| Objective 1 |
Please rename "ac-sources" to "mm-sources" in the forum thread between "but what i DO" and "to their timestamp.", inclusive, and write that part out again.

| Text passage |

— START —

Many more questions: 

What are your BIOS settings ( can you give me APIC, as well as all the CPU/MEM/AGP settings )?  I had been messing around ( OCing ), and i may have screwed something in there, so i am curious how aggressively people have had success.

Do you have the following things in your kernel?

MTTR 

SMP

APIC/IO-APIC

Preempt

Low Latency

ACPI

APM

What are your glxgears scores?

What have you tested your GL performance in?  I dont notice any problems until i try gaming...  :Sad: 

Thanks for posting, anything you can let me know would be a great help ( if only for my morale ).

-d

----------

## decker in flux

made a little journal of my experience last night

https://forums.gentoo.org/viewtopic.php?t=40563

comments welcome ;p

-d

----------

## taskara

I'll check tonight when I get home, and let you know! feel free to post any other questions you want an answer to.

----------

## squareroot

This copy left while editingLast edited by squareroot on Tue Mar 11, 2003 11:09 pm; edited 1 time in total

----------

## squareroot

Decker-in-Flux 2.4.21-pre4-aa3 fixed many problems for me, but not all.  

There are still more bug fixes for the NForce2 IDE drivers.  Some interact with things that seem unrelated, and cause slowdowns.  I am running 2.4.21-pre5-ac2 and feel it is pretty solid.  

The only thing I can't tell you much about is game performance.  I installed one or two to check some things and found I had no idea how to play.

----------

## decker in flux

update:

Ran memtest86 for an hour... not a single error, so i overclocked the ram, and still no errors!

squareroot:

I have noticed some very... buggy behaviour w/ respect to the chipset, 

but what i DO know is that i was not having this problem a little while ago ( hence my insistence on battling w/ it ).

I too was using the ac-sources, but problems w/ the swap drive barfing, convince me that they are unless better then the aa-sources w/ respect to their timestamp.

taskara:

where are you... come back  :Sad: 

General:

Two new thoughts regarding the problem:

1) maybe it is the stupid nvnet port...  I would be using the 3c920 but there is a problem with that:  

the 3c59x module loads cleanly, but i CANNOT manage to get it to recieve any packets ( i.e. i can SEND packets... confirmed by 'ifconfig' TX packets, as well as seeing the lights flash on my switch... but the interface does not ever recieve packets... ).

The 3com is enabled in the BIOS, and plugged in ;p

[ throughout this whole trial i have been trying to get that bastard to work too ]

There are a couple of notes regarding this... 

first is that 3c59x does not load mii, which was under the impression was the library it uses...

second is when loading 3c59x w/ debug=7 i get a coupious listing of the vortex_spin_lock ( or some other sort of semaphore-synonym ) failing, and returing e000.!!! ???

Also tried a variety of kernel configs regarding this problem... suggestions very welcome.

2) Maybe i have damaged the video card in some way?  It seems possible... thought damned if i know how i managed it.  Any convenient way to directly test that ( ala memtest86 ) ?

----------

## taskara

hey.. I'm back.. finally home (10:35pm)

I'll do the tests now and post results

----------

## taskara

hmmm... since installing from rc3, I've had some issues that I've now noticed.

I can't start X with the nvidia drivers - it freezes and throws gobbledy-gook up on the screen.

— END —

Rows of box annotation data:
— START —

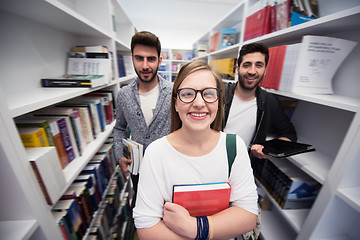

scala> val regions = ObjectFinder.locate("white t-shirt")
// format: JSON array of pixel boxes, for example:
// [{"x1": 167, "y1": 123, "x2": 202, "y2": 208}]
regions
[
  {"x1": 133, "y1": 132, "x2": 258, "y2": 228},
  {"x1": 139, "y1": 84, "x2": 160, "y2": 126},
  {"x1": 224, "y1": 95, "x2": 257, "y2": 147}
]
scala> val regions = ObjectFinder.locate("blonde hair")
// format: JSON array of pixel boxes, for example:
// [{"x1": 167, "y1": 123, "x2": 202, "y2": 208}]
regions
[{"x1": 170, "y1": 60, "x2": 225, "y2": 132}]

— END —

| Objective 2 |
List every line of the listing that contains the string "regions".

| Written solution 1 |
but what i DO know is that i was not having this problem a little while ago ( hence my insistence on battling w/ it ).

I too was using the mm-sources, but problems w/ the swap drive barfing, convince me that they are unless better then the aa-sources w/ respect to their timestamp.

| Written solution 2 |
scala> val regions = ObjectFinder.locate("white t-shirt")
regions
scala> val regions = ObjectFinder.locate("blonde hair")
regions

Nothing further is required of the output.